Aktualisiere den Artikel über kulturelle Teilhabe: Gib ihn von „Dass sich jedoch“ bis „dem Deutschen Kulturrat.“ erneut wieder und ersetze dabei „Kooperation“ durch „Zusammenarbeit“.

*Artikel:*
________________________________________

Die Forderung von Hilmar Hoffmann „Kultur für alle“ konnte bis heute nicht erfolgreich umgesetzt werden: Denn vor allem Menschen mit Behinderung haben in vielen Bereichen immer noch keinen gleichberechtigten Zugriff auf kulturelle Angebote, noch können sie Kunst und Kultur gleichberechtigt mitgestalten.
Dass sich jedoch zunehmend Akteure des Kulturbereichs auf den Weg zu inklusiveren Zugängen machen, verdeutlichte eine Tagung des Beauftragten der Bundesregierung für die Belange von Menschen mit Behinderungen in Kooperation mit dem Deutschen Kulturrat.
Auf der Tagung wurde aber auch deutlich: Inklusion ist kein „nice to have“, sondern ein verbrieftes Menschenrecht, ratifiziert im Rahmen der UN-Behindertenrechtskonvention – und es kann uns alle angehen: So hat ein Großteil der Menschen mit Behinderung in Deutschland eine Behinderung erst im Lebensverlauf erworben.

________________________________________

*Bereitgestellte Daten:*

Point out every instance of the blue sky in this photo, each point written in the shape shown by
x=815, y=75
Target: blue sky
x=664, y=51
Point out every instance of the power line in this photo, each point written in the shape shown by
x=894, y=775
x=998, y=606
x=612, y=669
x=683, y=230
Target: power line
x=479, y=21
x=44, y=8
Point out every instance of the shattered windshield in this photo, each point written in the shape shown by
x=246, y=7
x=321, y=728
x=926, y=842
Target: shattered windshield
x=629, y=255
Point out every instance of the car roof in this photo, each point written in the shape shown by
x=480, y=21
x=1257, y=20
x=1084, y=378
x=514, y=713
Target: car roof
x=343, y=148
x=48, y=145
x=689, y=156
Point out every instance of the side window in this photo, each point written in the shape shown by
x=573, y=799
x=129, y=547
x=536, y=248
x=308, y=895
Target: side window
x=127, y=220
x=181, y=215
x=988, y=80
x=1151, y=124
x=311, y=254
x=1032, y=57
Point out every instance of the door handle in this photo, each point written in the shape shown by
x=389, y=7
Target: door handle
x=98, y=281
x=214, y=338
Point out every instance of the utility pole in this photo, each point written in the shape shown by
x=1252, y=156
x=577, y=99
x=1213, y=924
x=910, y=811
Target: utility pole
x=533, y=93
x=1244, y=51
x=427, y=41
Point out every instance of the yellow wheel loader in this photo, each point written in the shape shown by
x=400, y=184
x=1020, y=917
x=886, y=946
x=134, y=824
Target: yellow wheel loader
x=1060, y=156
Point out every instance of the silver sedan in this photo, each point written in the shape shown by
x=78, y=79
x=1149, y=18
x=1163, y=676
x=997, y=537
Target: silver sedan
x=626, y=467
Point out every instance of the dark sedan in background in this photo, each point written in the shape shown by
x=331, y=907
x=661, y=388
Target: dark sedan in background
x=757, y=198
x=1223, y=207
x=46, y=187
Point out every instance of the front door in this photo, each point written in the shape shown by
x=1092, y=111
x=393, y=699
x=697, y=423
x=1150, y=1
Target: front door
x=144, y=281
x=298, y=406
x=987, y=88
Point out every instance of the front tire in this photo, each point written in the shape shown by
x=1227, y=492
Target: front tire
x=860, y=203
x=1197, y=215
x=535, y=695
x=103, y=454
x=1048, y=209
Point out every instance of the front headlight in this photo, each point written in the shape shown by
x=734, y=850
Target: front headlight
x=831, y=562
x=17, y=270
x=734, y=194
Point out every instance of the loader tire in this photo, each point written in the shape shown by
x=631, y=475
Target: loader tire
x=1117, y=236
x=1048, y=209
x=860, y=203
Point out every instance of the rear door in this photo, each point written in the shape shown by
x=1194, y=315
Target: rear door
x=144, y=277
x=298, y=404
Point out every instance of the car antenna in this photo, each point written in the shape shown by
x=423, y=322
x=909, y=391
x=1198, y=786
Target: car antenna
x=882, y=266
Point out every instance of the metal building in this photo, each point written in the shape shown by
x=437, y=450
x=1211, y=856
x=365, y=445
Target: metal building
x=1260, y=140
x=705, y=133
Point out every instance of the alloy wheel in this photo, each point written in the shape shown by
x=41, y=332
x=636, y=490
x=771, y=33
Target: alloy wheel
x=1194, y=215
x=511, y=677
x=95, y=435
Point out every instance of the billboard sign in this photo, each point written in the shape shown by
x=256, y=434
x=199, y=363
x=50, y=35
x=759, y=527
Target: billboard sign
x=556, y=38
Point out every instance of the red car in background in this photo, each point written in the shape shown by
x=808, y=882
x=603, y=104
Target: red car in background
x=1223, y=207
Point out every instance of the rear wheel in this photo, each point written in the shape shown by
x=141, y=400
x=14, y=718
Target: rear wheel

________________________________________

*Richtige Antwort:*
Dass sich jedoch zunehmend Akteure des Kulturbereichs auf den Weg zu inklusiveren Zugängen machen, verdeutlichte eine Tagung des Beauftragten der Bundesregierung für die Belange von Menschen mit Behinderungen in Zusammenarbeit mit dem Deutschen Kulturrat.